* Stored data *

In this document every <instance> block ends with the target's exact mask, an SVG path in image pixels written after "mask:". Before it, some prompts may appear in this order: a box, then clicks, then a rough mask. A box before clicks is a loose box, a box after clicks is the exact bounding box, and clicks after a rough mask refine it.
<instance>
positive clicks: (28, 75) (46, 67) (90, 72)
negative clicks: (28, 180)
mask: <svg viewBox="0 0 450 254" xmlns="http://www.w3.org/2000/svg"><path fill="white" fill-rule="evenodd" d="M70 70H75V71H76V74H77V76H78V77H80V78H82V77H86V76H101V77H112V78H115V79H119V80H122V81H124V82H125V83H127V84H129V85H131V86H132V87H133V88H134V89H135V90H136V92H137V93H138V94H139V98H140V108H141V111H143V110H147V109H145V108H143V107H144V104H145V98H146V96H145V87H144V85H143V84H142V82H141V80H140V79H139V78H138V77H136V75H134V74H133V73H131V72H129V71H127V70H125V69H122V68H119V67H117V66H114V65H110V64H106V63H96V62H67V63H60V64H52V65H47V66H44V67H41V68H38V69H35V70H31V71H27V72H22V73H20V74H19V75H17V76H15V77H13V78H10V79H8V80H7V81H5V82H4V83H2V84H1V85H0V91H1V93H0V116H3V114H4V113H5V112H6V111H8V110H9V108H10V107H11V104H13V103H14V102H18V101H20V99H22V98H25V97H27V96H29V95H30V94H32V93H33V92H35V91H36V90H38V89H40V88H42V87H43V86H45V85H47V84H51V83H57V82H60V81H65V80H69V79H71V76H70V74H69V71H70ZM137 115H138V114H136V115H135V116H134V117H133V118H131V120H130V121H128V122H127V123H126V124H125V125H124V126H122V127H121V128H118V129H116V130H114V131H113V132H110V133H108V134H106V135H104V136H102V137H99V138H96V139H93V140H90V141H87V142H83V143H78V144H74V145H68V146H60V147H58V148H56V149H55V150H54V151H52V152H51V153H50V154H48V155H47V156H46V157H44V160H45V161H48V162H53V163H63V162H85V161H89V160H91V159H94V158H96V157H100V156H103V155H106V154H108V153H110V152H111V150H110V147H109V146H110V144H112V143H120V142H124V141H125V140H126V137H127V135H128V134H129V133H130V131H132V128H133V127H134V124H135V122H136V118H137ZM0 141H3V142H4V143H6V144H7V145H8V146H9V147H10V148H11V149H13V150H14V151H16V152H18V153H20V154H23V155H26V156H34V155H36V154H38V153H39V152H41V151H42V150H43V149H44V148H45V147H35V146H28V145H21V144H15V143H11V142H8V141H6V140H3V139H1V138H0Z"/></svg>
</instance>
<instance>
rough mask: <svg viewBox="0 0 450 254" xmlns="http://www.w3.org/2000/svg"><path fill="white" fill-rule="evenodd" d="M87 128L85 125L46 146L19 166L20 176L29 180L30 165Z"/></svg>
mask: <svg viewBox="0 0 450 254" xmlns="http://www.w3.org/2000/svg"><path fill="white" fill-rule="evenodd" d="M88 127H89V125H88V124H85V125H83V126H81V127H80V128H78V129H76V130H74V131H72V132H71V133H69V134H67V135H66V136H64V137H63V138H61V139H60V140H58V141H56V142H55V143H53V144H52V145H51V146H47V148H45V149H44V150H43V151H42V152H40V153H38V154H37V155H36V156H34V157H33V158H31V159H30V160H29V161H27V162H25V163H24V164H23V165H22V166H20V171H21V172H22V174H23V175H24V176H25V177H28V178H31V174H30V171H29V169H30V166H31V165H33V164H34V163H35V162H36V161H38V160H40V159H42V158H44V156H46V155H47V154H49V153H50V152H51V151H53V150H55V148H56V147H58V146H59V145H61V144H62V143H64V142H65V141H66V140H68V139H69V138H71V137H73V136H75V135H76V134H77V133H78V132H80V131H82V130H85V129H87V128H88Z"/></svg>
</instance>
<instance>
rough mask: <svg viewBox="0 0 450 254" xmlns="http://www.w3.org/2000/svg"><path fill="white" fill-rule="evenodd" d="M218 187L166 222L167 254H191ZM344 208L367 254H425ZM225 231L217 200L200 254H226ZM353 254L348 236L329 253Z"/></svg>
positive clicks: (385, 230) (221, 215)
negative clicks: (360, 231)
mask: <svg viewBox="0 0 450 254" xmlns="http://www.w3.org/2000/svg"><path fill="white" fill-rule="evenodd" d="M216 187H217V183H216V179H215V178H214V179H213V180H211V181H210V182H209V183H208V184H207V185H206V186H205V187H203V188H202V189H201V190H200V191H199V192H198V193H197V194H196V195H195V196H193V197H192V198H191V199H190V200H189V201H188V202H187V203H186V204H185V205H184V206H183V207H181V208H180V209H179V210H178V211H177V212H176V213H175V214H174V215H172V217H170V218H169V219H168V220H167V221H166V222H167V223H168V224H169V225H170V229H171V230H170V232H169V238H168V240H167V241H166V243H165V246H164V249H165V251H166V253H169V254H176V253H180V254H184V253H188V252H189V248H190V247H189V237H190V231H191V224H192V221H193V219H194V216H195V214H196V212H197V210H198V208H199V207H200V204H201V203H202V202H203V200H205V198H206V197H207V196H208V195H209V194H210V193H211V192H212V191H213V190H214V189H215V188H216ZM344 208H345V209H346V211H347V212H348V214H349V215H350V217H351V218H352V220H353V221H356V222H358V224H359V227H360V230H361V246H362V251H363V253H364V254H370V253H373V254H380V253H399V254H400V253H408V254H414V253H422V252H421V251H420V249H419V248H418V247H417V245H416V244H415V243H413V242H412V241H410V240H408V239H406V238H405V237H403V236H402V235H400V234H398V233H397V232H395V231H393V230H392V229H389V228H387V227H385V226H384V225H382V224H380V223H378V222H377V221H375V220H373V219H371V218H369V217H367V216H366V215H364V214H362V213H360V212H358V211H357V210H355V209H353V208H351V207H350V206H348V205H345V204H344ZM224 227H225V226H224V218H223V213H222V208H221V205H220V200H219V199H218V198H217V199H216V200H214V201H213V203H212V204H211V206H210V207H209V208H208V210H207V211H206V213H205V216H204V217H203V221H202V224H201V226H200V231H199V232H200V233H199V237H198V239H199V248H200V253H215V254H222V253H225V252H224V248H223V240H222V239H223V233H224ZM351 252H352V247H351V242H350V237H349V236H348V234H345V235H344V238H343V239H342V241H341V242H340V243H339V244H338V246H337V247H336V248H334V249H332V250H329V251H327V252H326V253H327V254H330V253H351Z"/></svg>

* PROBLEM DETAILS *
Your task is to transcribe each record faithfully and in full.

* TASK RESULT *
In this document every <instance> block ends with the target's exact mask, an SVG path in image pixels written after "mask:". Before it, some prompts may appear in this order: a box, then clicks, then a rough mask. A box before clicks is a loose box, a box after clicks is the exact bounding box, and clicks after a rough mask refine it.
<instance>
positive clicks: (28, 75) (46, 67) (90, 72)
negative clicks: (28, 180)
mask: <svg viewBox="0 0 450 254" xmlns="http://www.w3.org/2000/svg"><path fill="white" fill-rule="evenodd" d="M70 70H75V71H76V74H77V76H78V77H80V78H82V77H86V76H101V77H112V78H115V79H119V80H122V81H124V82H125V83H127V84H129V85H131V86H132V87H133V88H134V89H135V90H136V92H137V93H138V94H139V98H140V108H141V111H143V110H147V109H145V108H143V107H144V104H145V98H146V96H145V87H144V85H143V84H142V82H141V80H140V79H139V78H138V77H136V75H134V74H133V73H131V72H129V71H127V70H125V69H122V68H119V67H117V66H114V65H110V64H106V63H96V62H67V63H60V64H52V65H47V66H44V67H41V68H38V69H35V70H31V71H27V72H22V73H20V74H19V75H17V76H15V77H13V78H10V79H8V80H7V81H5V82H4V83H2V84H1V85H0V91H1V93H0V116H3V114H4V113H5V112H6V111H8V110H9V108H10V107H11V104H13V103H14V102H18V101H20V99H22V98H25V97H27V96H29V95H30V94H32V93H33V92H35V91H36V90H38V89H40V88H42V87H43V86H45V85H47V84H51V83H57V82H60V81H65V80H69V79H71V76H70V74H69V71H70ZM137 115H138V114H136V115H135V116H134V117H133V118H131V120H130V121H128V122H127V123H126V124H125V125H124V126H122V127H121V128H118V129H116V130H114V131H113V132H110V133H108V134H106V135H104V136H102V137H99V138H96V139H93V140H90V141H87V142H83V143H78V144H74V145H68V146H60V147H58V148H56V149H55V150H54V151H52V152H51V153H50V154H48V155H47V156H46V157H44V160H45V161H48V162H53V163H63V162H85V161H89V160H91V159H94V158H96V157H100V156H103V155H106V154H108V153H110V152H111V150H110V147H109V146H110V144H112V143H120V142H124V141H125V140H126V137H127V135H128V134H129V133H130V131H132V128H133V127H134V124H135V122H136V118H137ZM0 141H3V142H4V143H6V144H7V145H8V146H9V147H10V148H11V149H13V150H14V151H16V152H18V153H20V154H23V155H26V156H34V155H36V154H38V153H39V152H41V151H42V150H43V149H44V148H45V147H35V146H28V145H21V144H15V143H11V142H8V141H6V140H3V139H1V138H0Z"/></svg>
</instance>
<instance>
rough mask: <svg viewBox="0 0 450 254" xmlns="http://www.w3.org/2000/svg"><path fill="white" fill-rule="evenodd" d="M87 128L85 125L46 146L19 166L20 176L29 180L30 165Z"/></svg>
mask: <svg viewBox="0 0 450 254" xmlns="http://www.w3.org/2000/svg"><path fill="white" fill-rule="evenodd" d="M88 127H89V125H88V124H85V125H83V126H81V127H80V128H78V129H76V130H74V131H72V132H71V133H69V134H67V135H66V136H64V137H63V138H61V139H60V140H58V141H56V142H55V143H53V144H52V145H51V146H47V148H45V149H44V150H43V151H42V152H40V153H38V154H37V155H36V156H34V157H33V158H31V159H30V160H29V161H27V162H25V163H24V164H23V165H22V166H20V171H21V172H22V174H23V175H24V176H25V177H28V178H31V174H30V171H29V169H30V166H31V165H33V164H34V163H35V162H36V161H38V160H40V159H42V158H44V156H46V155H47V154H49V153H50V152H51V151H53V150H55V148H56V147H58V146H59V145H61V144H62V143H64V142H65V141H66V140H68V139H69V138H71V137H73V136H75V135H76V134H77V133H78V132H80V131H82V130H85V129H87V128H88Z"/></svg>
</instance>
<instance>
rough mask: <svg viewBox="0 0 450 254" xmlns="http://www.w3.org/2000/svg"><path fill="white" fill-rule="evenodd" d="M218 187L166 222L167 254H191ZM344 208L367 254H425ZM225 231L217 200L200 254H226ZM353 254L348 236L329 253Z"/></svg>
positive clicks: (385, 230) (221, 215)
negative clicks: (360, 231)
mask: <svg viewBox="0 0 450 254" xmlns="http://www.w3.org/2000/svg"><path fill="white" fill-rule="evenodd" d="M216 187H217V183H216V179H215V178H214V179H213V180H211V181H210V182H209V183H208V184H207V185H206V186H205V187H203V188H202V189H201V190H200V191H199V192H198V193H197V194H196V195H195V196H193V197H192V198H191V199H190V200H189V201H188V202H187V203H186V204H185V205H184V206H183V207H181V208H180V209H179V210H178V211H177V212H176V213H175V214H174V215H172V217H170V218H169V219H168V220H167V221H166V222H167V223H168V224H169V225H170V229H171V230H170V232H169V238H168V240H167V241H166V243H165V246H164V249H165V251H166V253H169V254H176V253H180V254H184V253H188V252H189V248H190V247H189V237H190V231H191V224H192V221H193V219H194V216H195V214H196V212H197V210H198V208H199V207H200V204H201V203H202V202H203V200H205V198H206V197H207V196H208V195H209V194H210V193H211V192H212V191H213V190H214V189H215V188H216ZM344 208H345V209H346V211H347V212H348V214H349V215H350V217H351V218H352V220H353V221H356V222H358V224H359V227H360V230H361V246H362V251H363V253H364V254H370V253H373V254H380V253H399V254H400V253H408V254H414V253H422V252H421V251H420V249H419V248H418V247H417V245H416V244H415V243H413V242H412V241H410V240H408V239H406V238H405V237H403V236H402V235H400V234H398V233H397V232H395V231H393V230H392V229H389V228H387V227H385V226H384V225H382V224H380V223H378V222H377V221H375V220H373V219H371V218H369V217H367V216H366V215H364V214H362V213H360V212H358V211H357V210H355V209H353V208H351V207H350V206H348V205H345V204H344ZM224 227H225V226H224V218H223V213H222V208H221V205H220V200H219V199H218V198H217V199H216V200H214V201H213V203H212V204H211V206H210V207H209V208H208V210H207V211H206V213H205V216H204V217H203V221H202V224H201V226H200V231H199V232H200V233H199V237H198V239H199V248H200V253H215V254H222V253H225V252H224V248H223V240H222V239H223V233H224ZM351 252H352V247H351V242H350V237H349V236H348V234H345V235H344V238H343V239H342V241H341V242H340V243H339V244H338V246H337V247H336V248H334V249H332V250H329V251H327V252H326V253H327V254H330V253H351Z"/></svg>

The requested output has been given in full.